▶ **Records supplied**:
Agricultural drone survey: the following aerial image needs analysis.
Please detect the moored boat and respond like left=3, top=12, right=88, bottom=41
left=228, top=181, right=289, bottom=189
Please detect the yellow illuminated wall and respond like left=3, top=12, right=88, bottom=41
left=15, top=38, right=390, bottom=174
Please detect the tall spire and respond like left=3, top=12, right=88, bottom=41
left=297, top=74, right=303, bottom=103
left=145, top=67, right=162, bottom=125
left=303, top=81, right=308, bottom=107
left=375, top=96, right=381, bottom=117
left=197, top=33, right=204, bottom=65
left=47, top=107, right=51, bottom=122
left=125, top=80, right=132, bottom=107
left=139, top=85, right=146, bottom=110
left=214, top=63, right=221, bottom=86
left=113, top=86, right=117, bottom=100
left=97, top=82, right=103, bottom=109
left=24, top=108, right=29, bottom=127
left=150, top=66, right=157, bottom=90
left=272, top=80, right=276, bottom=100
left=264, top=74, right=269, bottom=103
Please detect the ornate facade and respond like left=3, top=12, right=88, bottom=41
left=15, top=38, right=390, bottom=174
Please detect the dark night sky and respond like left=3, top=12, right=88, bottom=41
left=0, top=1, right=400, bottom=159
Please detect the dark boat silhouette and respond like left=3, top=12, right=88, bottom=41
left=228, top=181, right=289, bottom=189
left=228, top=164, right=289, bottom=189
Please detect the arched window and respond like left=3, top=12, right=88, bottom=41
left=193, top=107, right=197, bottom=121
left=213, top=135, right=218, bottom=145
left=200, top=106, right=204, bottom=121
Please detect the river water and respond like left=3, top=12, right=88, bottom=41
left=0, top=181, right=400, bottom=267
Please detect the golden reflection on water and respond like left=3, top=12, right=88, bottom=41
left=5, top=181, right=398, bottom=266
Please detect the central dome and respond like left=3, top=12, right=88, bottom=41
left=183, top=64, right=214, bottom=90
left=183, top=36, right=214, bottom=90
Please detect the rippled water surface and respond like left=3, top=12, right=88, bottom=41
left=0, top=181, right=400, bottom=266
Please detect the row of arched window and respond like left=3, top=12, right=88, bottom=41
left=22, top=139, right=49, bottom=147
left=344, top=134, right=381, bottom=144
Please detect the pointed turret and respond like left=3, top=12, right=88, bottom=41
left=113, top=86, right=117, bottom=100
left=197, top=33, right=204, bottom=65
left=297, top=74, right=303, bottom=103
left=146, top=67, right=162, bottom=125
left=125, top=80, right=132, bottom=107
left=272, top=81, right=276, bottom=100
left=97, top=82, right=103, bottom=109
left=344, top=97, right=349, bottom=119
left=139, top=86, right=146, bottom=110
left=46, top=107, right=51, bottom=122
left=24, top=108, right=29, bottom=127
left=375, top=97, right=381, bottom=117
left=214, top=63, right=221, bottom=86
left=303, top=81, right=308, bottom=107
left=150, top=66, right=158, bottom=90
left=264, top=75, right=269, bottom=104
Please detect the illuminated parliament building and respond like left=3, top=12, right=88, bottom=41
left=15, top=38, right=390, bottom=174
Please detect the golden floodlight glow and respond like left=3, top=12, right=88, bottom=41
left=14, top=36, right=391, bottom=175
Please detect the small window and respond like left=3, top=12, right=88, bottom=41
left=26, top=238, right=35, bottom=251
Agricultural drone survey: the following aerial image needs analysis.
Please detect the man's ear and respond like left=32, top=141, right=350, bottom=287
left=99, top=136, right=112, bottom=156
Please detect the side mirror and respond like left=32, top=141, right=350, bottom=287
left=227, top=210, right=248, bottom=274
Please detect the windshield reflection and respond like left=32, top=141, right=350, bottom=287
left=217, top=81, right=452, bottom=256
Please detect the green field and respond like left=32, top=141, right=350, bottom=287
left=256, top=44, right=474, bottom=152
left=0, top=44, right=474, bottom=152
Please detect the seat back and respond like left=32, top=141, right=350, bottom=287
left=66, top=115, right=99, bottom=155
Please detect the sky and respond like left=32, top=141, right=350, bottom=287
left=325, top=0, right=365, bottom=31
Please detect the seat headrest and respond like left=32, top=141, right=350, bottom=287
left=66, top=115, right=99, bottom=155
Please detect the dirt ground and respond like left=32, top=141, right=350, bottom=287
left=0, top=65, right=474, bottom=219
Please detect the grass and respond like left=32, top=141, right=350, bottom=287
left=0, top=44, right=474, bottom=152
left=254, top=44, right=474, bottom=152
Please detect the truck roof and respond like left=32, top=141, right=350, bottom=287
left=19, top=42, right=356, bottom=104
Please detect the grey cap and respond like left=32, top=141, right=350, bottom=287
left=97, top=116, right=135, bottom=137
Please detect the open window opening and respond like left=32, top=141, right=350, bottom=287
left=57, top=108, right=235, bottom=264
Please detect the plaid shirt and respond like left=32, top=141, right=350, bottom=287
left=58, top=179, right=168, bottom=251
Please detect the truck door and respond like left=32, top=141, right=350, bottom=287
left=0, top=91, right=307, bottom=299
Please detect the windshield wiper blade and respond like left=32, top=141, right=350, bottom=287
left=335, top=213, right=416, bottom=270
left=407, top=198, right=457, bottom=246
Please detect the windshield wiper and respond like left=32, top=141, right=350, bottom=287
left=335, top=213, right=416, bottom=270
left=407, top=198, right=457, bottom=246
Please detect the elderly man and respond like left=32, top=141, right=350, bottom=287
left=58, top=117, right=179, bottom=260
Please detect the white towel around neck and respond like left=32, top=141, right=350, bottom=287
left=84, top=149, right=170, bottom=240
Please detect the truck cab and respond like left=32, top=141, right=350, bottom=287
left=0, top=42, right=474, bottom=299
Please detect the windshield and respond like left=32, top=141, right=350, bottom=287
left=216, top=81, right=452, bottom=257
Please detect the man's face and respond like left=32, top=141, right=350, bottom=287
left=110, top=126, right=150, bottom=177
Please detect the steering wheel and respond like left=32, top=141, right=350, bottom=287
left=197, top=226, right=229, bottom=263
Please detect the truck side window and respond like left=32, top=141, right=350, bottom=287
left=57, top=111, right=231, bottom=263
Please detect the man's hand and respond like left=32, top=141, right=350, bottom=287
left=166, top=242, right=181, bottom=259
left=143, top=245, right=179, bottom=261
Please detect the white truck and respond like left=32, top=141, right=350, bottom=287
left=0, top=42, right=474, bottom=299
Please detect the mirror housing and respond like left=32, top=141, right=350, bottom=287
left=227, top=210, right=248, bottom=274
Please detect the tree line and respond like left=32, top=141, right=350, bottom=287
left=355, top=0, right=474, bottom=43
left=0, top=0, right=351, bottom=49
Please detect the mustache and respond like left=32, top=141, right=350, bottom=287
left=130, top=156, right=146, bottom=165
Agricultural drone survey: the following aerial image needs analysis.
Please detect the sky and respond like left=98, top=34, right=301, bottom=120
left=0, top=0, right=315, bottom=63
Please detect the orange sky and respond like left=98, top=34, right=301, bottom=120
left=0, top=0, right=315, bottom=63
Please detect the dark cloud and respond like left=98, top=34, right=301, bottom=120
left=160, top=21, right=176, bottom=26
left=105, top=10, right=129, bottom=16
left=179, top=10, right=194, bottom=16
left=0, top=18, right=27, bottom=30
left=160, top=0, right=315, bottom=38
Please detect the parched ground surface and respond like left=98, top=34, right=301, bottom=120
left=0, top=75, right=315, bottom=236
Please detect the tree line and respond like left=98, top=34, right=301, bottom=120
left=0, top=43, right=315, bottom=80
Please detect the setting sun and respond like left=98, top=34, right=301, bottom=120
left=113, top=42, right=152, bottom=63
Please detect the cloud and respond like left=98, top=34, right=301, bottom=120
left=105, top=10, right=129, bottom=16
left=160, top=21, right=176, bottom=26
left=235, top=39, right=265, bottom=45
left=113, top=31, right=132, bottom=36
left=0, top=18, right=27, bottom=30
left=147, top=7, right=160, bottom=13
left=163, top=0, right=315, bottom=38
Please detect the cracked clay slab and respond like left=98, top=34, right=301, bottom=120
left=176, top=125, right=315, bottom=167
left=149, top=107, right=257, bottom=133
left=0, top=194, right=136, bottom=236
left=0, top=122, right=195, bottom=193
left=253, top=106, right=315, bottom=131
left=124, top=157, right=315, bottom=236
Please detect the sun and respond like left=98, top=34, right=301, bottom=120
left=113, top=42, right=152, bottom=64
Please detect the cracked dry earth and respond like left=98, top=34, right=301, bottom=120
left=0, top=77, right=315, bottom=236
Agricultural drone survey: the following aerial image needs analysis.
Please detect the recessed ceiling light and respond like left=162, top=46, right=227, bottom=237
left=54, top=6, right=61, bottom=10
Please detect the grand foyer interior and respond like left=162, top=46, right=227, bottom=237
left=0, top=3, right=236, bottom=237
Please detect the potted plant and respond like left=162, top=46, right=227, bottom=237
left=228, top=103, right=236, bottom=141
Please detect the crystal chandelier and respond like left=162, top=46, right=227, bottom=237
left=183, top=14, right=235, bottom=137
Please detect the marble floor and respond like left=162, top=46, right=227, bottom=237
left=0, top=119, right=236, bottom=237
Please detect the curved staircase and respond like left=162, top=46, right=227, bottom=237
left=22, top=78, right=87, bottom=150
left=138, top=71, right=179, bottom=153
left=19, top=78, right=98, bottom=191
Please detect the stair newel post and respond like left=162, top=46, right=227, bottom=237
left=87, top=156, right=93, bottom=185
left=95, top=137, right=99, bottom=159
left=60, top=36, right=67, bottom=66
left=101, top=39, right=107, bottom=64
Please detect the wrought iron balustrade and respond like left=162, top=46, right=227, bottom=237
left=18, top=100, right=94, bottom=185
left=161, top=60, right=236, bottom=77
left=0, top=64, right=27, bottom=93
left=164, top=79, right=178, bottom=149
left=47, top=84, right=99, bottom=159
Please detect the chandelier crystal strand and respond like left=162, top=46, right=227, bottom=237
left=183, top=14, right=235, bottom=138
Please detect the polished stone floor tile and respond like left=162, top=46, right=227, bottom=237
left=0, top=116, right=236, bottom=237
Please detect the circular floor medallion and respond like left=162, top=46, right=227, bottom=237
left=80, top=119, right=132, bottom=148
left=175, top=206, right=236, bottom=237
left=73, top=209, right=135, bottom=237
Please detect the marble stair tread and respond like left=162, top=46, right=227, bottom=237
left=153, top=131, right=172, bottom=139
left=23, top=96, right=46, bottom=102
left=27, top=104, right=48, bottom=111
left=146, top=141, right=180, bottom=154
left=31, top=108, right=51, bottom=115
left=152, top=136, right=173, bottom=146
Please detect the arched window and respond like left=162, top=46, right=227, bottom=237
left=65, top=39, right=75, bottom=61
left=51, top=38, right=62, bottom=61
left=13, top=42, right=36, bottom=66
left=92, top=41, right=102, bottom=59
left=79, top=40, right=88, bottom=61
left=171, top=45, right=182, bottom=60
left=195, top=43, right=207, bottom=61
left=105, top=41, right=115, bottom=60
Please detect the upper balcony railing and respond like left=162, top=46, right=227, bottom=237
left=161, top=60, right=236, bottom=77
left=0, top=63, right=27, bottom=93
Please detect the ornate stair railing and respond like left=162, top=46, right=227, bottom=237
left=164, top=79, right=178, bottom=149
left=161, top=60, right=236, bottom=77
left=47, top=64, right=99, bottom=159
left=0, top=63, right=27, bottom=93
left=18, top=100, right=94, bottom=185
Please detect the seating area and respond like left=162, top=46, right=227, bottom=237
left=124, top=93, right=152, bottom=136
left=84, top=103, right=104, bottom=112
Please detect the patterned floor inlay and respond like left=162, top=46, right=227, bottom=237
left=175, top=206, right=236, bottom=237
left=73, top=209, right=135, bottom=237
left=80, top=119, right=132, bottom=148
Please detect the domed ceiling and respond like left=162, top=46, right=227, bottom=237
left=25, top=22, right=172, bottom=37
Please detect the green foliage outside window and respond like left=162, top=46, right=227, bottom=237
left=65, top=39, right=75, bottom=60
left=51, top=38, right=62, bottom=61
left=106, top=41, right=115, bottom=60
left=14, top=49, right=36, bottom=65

▶ **The request**: Extract, word for word, every line of the material from the line containing "Please detect the domed" through the final line of the material, including both.

▶ **Problem solution**:
Please detect the domed ceiling and respond like left=162, top=46, right=227, bottom=237
left=25, top=22, right=172, bottom=37
Please detect the green foliage outside window and respond like left=162, top=46, right=227, bottom=237
left=65, top=39, right=75, bottom=60
left=51, top=38, right=62, bottom=61
left=106, top=41, right=115, bottom=60
left=14, top=49, right=36, bottom=65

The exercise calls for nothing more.